Instructions for the task
From the line that includes "Look at the photo above. For each instance of the hotel" to the last line of the records, inclusive, repeat each line exactly.

* * * * * * *

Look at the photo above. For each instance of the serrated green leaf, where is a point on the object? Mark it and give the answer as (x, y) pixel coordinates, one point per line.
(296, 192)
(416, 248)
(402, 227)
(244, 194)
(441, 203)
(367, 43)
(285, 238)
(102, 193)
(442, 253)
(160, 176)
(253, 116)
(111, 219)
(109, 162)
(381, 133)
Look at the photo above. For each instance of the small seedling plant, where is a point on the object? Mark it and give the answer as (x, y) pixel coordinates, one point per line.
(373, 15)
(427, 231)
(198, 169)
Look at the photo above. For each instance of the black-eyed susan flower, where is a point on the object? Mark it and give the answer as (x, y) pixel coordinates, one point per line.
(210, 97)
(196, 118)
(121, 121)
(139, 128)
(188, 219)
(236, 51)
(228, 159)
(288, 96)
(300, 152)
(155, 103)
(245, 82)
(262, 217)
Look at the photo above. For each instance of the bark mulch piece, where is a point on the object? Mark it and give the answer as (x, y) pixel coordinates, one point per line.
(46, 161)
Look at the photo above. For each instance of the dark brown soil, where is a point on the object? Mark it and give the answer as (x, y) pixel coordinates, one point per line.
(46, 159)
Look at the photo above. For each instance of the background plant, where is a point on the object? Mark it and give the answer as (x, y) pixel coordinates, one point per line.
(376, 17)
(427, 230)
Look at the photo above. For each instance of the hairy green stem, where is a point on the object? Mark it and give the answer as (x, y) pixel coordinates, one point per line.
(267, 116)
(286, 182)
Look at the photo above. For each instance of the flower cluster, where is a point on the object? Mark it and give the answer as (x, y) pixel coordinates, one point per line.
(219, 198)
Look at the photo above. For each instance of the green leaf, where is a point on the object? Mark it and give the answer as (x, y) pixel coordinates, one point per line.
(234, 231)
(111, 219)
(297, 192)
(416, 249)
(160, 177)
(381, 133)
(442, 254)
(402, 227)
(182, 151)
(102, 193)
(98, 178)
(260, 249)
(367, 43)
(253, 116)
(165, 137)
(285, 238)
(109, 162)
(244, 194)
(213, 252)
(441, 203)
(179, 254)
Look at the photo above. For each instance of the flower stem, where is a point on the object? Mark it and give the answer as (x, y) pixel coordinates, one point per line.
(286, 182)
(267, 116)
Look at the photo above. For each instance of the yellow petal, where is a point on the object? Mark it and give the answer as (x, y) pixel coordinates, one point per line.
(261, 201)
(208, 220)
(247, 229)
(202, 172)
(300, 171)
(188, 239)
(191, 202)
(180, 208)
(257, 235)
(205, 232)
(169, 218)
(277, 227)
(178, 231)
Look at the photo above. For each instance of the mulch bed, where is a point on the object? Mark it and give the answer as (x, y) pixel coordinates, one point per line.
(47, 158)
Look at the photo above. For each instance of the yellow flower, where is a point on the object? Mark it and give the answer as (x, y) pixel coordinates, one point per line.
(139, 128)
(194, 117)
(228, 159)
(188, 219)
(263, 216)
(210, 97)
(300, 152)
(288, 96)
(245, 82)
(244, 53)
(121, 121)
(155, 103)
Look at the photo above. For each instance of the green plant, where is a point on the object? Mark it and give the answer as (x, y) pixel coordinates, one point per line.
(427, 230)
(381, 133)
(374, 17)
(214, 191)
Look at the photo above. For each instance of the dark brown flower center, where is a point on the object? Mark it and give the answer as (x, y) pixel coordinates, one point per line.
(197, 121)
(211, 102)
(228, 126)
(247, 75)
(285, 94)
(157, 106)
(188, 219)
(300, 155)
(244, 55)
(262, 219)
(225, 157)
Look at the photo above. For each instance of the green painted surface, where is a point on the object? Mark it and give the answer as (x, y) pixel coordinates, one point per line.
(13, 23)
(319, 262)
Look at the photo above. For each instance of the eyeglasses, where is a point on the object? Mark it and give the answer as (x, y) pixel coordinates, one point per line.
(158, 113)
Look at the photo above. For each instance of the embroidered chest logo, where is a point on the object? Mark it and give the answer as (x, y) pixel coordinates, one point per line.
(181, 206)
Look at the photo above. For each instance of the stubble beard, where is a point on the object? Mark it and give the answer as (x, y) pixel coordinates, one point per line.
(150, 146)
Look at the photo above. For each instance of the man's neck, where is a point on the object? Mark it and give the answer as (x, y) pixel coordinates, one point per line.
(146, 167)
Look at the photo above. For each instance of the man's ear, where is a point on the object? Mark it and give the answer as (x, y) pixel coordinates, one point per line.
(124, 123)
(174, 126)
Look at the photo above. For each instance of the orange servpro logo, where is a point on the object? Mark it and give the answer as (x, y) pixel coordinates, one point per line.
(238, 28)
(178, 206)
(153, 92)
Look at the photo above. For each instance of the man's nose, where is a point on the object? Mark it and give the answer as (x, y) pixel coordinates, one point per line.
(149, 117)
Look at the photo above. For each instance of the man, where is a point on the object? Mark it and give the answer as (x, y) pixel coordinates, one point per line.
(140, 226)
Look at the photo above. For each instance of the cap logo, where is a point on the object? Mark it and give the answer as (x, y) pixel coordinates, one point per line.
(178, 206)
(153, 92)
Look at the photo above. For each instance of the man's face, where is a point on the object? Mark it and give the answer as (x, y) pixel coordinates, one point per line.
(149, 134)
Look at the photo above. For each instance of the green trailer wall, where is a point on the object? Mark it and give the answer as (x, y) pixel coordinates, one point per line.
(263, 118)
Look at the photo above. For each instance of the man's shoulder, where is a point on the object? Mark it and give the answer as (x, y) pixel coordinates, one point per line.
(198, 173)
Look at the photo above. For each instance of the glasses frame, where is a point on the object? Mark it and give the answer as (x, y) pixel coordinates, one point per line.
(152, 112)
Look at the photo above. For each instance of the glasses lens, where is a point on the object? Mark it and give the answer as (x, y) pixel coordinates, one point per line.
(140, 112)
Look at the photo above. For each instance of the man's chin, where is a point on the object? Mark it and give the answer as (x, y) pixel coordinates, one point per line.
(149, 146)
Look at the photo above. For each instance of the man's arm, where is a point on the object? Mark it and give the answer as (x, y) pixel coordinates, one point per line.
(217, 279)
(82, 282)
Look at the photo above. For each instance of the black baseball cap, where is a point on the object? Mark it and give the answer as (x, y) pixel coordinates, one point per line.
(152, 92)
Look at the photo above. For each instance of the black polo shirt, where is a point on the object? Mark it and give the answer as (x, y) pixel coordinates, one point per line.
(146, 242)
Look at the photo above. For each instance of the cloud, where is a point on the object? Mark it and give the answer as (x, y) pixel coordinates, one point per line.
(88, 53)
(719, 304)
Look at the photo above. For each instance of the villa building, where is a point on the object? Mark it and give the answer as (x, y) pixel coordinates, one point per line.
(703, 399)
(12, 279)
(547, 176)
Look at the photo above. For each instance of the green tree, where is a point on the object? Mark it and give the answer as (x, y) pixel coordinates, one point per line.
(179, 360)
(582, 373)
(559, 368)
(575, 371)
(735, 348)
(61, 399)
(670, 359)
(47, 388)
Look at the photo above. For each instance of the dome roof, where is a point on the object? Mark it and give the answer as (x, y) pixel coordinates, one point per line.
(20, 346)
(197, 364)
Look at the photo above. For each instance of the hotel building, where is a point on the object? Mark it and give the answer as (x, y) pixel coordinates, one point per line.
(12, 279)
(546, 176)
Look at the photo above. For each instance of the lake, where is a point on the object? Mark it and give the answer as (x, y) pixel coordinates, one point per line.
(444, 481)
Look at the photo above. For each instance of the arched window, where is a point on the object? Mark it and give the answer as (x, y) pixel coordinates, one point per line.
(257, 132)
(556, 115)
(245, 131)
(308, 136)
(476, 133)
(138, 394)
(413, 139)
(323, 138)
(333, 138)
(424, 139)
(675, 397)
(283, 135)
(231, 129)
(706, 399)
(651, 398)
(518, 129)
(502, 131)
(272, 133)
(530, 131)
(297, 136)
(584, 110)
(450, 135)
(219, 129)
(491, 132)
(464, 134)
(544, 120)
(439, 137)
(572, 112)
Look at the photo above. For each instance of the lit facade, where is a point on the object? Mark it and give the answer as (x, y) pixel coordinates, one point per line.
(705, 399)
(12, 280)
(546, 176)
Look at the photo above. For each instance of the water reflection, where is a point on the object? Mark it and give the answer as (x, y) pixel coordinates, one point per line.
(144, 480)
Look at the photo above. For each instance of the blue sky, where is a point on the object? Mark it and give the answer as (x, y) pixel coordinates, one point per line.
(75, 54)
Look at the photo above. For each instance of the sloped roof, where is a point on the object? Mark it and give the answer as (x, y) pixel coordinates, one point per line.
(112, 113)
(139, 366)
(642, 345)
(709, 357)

* * * * * * *

Result
Look at the photo above. For each instance of the hotel building, where is a point on the object? Mark it and give the answer as (x, y) pixel coordinates, one point per line.
(12, 279)
(546, 176)
Look at the photo above. For each instance of the lake, where is a point on the object? Mark it and give the answer as (x, y) pixel coordinates, one point per line.
(444, 481)
Look at the photo above. For each instance of the arched window, where is a point on the object? Mark it and give the answer as (x, y) pixel coordinates, one point per line.
(257, 132)
(556, 115)
(245, 131)
(308, 136)
(476, 133)
(138, 394)
(413, 139)
(323, 138)
(333, 138)
(424, 139)
(675, 397)
(283, 135)
(231, 129)
(706, 399)
(651, 398)
(518, 129)
(502, 131)
(272, 133)
(530, 131)
(297, 136)
(584, 110)
(450, 135)
(219, 129)
(491, 132)
(464, 134)
(544, 120)
(439, 137)
(572, 112)
Look at the photo above. For each instance of the lit facade, where is a point on the object? Mark it and give the answer as (x, y) pixel coordinates, one point per line.
(705, 399)
(12, 280)
(546, 176)
Look at the photo above. For each instance of the water reflection, where is a point on the object? Mark it and give the answer as (x, y) pixel coordinates, one point per line.
(144, 480)
Look at the photo above. For each instance of the blue sky, where is a point on the object? Mark it and give the answer as (x, y) pixel coordinates, one point per line.
(75, 54)
Look at the photo above. For each instance of the sloped roof, where is a point on the object? Mark it and give the answer as (x, y) pixel coordinates, one point per line.
(112, 113)
(139, 366)
(642, 345)
(709, 357)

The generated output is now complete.